Segment Start: Record set

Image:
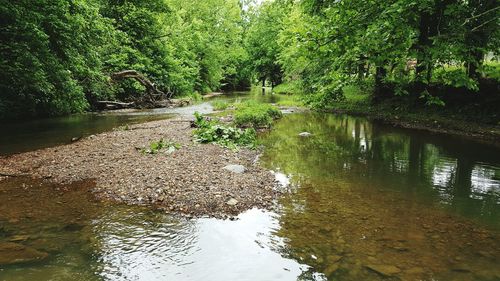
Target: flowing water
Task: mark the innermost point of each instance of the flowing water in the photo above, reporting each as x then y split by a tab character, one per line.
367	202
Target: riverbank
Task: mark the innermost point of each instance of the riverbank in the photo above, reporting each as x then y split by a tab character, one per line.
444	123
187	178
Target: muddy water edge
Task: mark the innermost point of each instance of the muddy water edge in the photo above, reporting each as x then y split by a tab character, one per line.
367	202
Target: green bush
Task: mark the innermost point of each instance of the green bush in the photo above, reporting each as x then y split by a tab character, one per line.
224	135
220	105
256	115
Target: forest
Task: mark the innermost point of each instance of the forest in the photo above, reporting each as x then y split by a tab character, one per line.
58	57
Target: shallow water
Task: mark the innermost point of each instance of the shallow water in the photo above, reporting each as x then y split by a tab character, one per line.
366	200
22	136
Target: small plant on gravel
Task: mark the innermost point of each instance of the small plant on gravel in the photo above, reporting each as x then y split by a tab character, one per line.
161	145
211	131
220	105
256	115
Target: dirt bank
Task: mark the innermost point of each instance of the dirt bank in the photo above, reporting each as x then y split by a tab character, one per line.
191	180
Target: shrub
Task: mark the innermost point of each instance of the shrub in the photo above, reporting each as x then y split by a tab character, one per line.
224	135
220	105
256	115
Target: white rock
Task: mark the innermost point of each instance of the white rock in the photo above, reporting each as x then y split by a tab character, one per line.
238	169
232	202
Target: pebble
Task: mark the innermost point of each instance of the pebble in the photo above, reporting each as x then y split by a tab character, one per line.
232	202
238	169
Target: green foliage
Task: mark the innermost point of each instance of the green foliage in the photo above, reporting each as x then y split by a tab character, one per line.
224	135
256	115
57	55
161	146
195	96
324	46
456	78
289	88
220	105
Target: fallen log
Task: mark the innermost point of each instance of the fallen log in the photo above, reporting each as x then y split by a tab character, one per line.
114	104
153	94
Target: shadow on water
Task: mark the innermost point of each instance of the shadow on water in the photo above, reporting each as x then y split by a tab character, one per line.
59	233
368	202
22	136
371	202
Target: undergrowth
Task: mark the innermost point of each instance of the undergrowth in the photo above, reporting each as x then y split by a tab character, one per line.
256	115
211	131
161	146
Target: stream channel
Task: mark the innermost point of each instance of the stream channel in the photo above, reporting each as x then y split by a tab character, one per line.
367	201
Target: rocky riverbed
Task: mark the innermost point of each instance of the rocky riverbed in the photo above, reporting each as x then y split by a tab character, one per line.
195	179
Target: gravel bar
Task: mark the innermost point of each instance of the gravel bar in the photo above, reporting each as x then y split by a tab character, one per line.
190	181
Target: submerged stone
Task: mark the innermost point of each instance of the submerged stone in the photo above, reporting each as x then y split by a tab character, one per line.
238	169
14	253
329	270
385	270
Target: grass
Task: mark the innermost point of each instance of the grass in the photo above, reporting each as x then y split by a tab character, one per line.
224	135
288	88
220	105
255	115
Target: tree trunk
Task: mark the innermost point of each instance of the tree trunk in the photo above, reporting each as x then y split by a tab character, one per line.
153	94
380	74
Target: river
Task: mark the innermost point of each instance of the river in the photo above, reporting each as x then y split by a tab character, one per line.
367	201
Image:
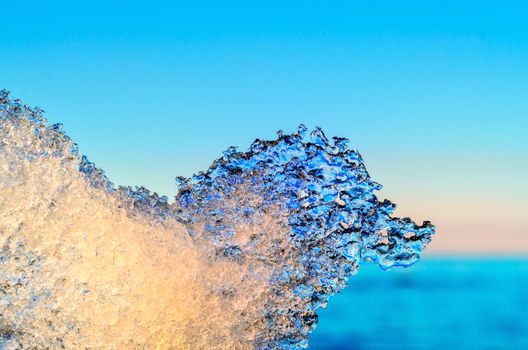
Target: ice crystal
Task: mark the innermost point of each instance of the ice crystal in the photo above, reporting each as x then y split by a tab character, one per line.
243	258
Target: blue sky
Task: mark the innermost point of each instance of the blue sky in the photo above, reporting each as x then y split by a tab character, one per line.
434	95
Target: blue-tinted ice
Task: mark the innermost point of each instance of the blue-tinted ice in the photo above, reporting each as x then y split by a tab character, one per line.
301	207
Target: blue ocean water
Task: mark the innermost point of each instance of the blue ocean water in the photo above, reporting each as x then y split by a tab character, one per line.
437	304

Segment End: Record set

### Task to carry out
The pictures stay out; copy the rest of the data word for word.

### Written answer
Image:
Target: flowing water
Task: mark the innermost point of each instance of the flowing water in the photo above, reporting each as x then y split by a tab character, one per line.
367	202
Target: riverbank
Task: mark the innermost point of each instance of the riverbank in the photo above, reporting each as x then y split by a tab character, one per line.
444	123
187	178
Target: muddy water edge
Task: mark the innermost point of each instance of the muddy water edge in the photo above, reporting each as x then y split by a tab character, one per line.
367	202
Target: green bush
Task: mark the innermost point of each instance of the green bush in the photo above, reporting each as x then y split by a tab character, one per line.
224	135
220	105
256	115
Target: forest
Task: mark the innermost point of each instance of the forest in the photo above, reporting each as x then y split by a tab character, one per line.
58	57
Target: shallow water
Task: mark the innermost point of each instance of the shallow water in the photo above, reporting each as x then y split by a tab character, one per line.
366	200
22	136
Target: small plant on gravel
Task: mark the innermost point of each instance of the small plant on gravel in the photo above, reporting each as x then y split by a tab character, one per line.
161	145
211	131
220	105
256	115
Target: dirt bank
Task: mark the innermost point of each instance of the dirt bank in the photo above, reporting each as x then y split by a tab character, one per line.
191	180
Target: shrub
Task: mark the innermost point of each instance of the shrub in the photo above, reporting each as x then y split by a tab character, one per line.
224	135
220	105
256	115
Target: white rock
Task: mark the innermost point of each instance of the white rock in the photo above, reporting each as x then y split by a tab character, one per line.
238	169
232	202
Target: pebble
Task: mark the innermost point of each instance of the pebble in the photo above, reporting each as x then y split by a tab character, one per line.
232	202
238	169
Target: green foliage
Task: mark the innermost point of each instance of the green foliage in the photo above, reporting each as x then y split by a tab character, one per line.
224	135
256	115
57	55
161	146
195	96
324	46
456	78
289	88
220	105
Target: fallen log
Task: mark the innermost point of each instance of the fallen log in the photo above, reporting each as x then y split by a tab character, one per line.
114	104
153	94
Target: shadow on water
Task: mark the innermost point of each instance of the shadow on water in the photo above, reporting each as x then y split by a tab character, one per line.
59	233
368	202
22	136
371	202
Target: undergrowth
Task: mark the innermost point of each instance of the undergrowth in the photo above, reporting each as x then y split by a tab character, one per line.
256	115
211	131
161	146
Target: stream channel
Task: mark the innermost point of each instance of the stream channel in the photo above, reporting each as x then y split by a tab character, one per line.
367	201
Target: rocky riverbed
Task: mark the innermost point of each instance of the rocky riverbed in the photo above, reporting each as x then y split by a tab character, one per line.
195	179
Target: gravel bar
Task: mark the innermost point of each instance of the gravel bar in the photo above, reporting each as x then y split by a tab character, one per line.
190	181
Target: submerged stone
Task: mark the innermost point of each instance of the submerged stone in the photo above, reporting each as x then y split by a tab character, one per line.
238	169
14	253
329	270
385	270
Target: grass
Task: mark the innermost point of each instance of the grass in the photo above, reporting each as x then y split by a tab character, one per line.
224	135
288	88
220	105
255	115
Target: tree trunk
Task: mark the innermost point of each instance of the tree trunk in the photo above, reporting each as x then y split by a tab character, one per line.
153	94
380	74
Target: river
Task: mark the innermost point of each instance of the river in the photo above, reporting each as x then y split by a tab character, one per line.
367	201
Image:
Target: ice crystal
Task: mark the innermost point of each instance of the ice crystal in the photo above, reporting each as x then y split by a tab character, one per line.
243	258
Target: blue sky
Task: mark the innermost point of each instance of the blue sky in the photo above, reporting each as x then y split by a tab character, one per line.
434	95
Target: blue-tinted ice
Task: mark the innermost point of each instance of the blue-tinted ice in the photo above, reporting each as x then y split by a tab character, one per line.
301	207
Target: blue ocean water
Task: mark the innermost point of each instance of the blue ocean water in the photo above, reporting each as x then y split by a tab character, one per line.
437	304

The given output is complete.